» 本文抜粋
【対談】村松 渓歩 バリトンサクソフォーンとピアノのための「ソナタ」について

【対談】村松 渓歩 バリトンサクソフォーンとピアノのための「ソナタ」について

文責:前田直哉


(この文書はこちらのnoteにも掲載しておりますが、それ以外の転載を認めていません。引用の際はご連絡ください。)

はじめに

低音楽器、と聞くと少し地味に感じるかもしれません。ただ、旋律を演奏することが比較的少ないバリトンサクソフォンを、近年ソロ楽器として解釈するのが時代の潮流。2022年11月東京・新大久保にて、村松渓歩氏作曲の『バリトンサクソフォーンとピアノのための「ソナタ」』をデュオリサイタルにて演奏しました。

特設サイトはこちら→

バリトンサクソフォンのためにソロ作品を書くことになった経緯や、作曲家自らもサクソフォンを演奏し学んできたその過程など、知ってから聴くと面白いよもや話を直接作曲家に伺ってきました。

 

音楽好きな子が音楽大学に進むまで

音楽の入口に立ったのは、ピアノを始めた3歳でした。ピアノの他、中学校、高校と吹奏楽部に入り、吹奏楽のオリジナル作品や管楽器のソロ作品をよく聴き、高校では吹奏楽部で編曲を頼まれる機会に恵まれ、サクソフォン専攻で入学した大学では、作曲のレッスンを受講しながらたくさんの作・編曲経験を積んできました。

 

作曲への関心が高まった独学の過程

最初は独学そのもので始め、ピアノを触って鍵盤をいじりながら、テレビから聴こえてきた音楽などを耳コピしていたのを覚えています。家で好きなように和声を並べては旋律を創りゆく時間がとても好きでした。小学生になると歌モノをつくってみて同級生に聴かせてみると、よく褒めてくれて嬉しかったのが印象深いです。その後は、演奏する楽曲のスコアを眺めては、パソコンの楽譜ソフトで打ち込み、その構造やオーケストレーションを学んできました。そうした学びを続け、親しんできた吹奏楽がそれまでの経験を後押しするかのように、さらに作曲への関心を高めていきました。

» 提示された課題
本文抜粋を読み、次の問いに答えなさい。
(a) 作品がデュオリサイタルで演奏されたのは、いつ、どこか。
(b) 作曲者がピアノを始めたのは何歳か。
(c) 作曲者は大学に何の専攻で入学したか。
次の行は本文抜粋の内容とは関係がありません。

» 生データ
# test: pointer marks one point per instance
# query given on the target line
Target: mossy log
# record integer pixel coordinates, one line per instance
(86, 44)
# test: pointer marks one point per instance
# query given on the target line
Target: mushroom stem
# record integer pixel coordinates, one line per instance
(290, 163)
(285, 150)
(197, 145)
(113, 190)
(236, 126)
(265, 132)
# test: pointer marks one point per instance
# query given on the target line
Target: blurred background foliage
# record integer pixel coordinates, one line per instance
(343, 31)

...

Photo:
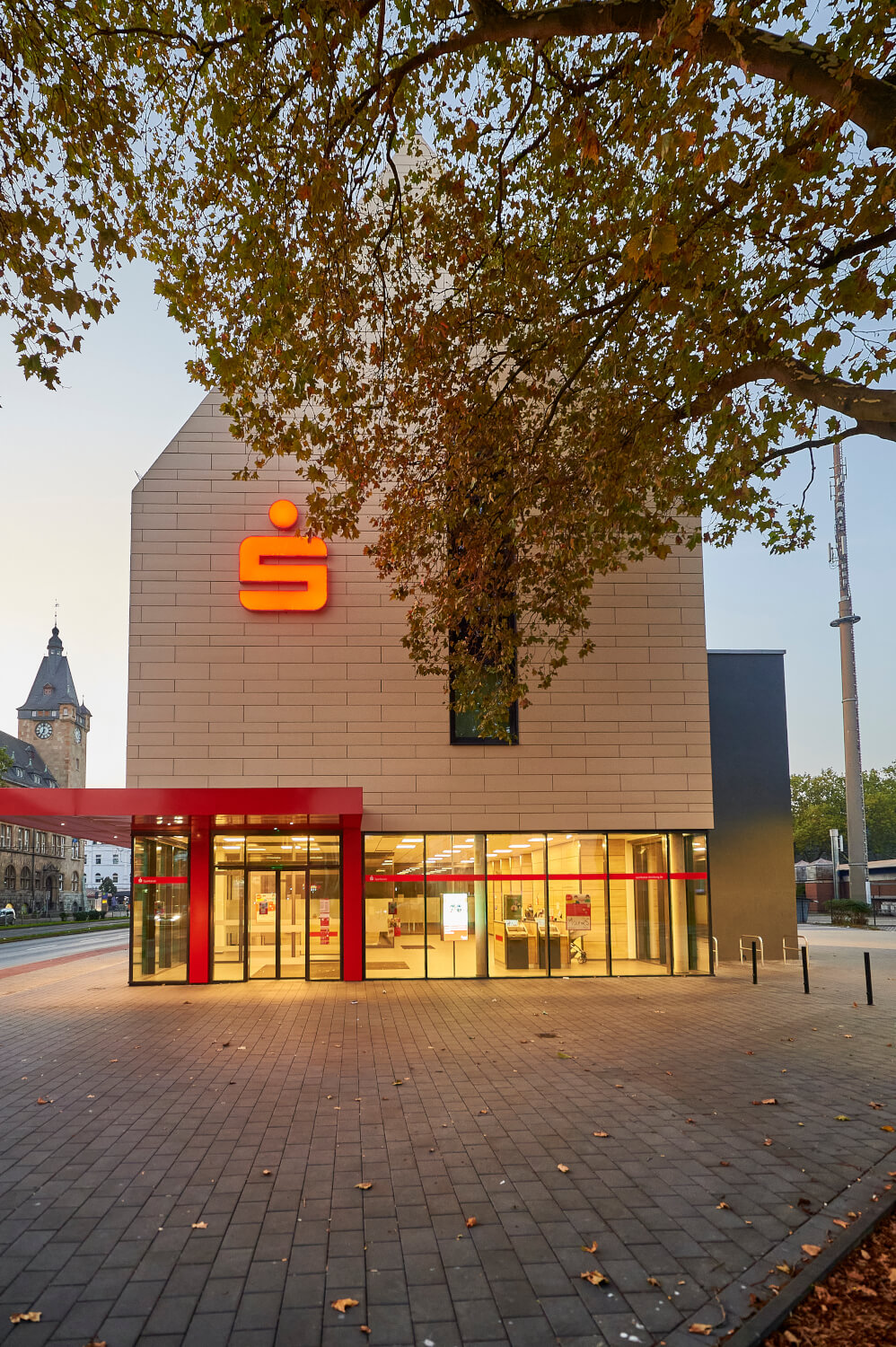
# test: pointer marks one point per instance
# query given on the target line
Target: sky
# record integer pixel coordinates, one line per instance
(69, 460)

--

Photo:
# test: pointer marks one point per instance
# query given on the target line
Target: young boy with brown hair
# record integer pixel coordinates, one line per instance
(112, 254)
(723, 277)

» 練習の解答
(a) 2022年11月、東京・新大久保
(b) 3歳
(c) サクソフォン専攻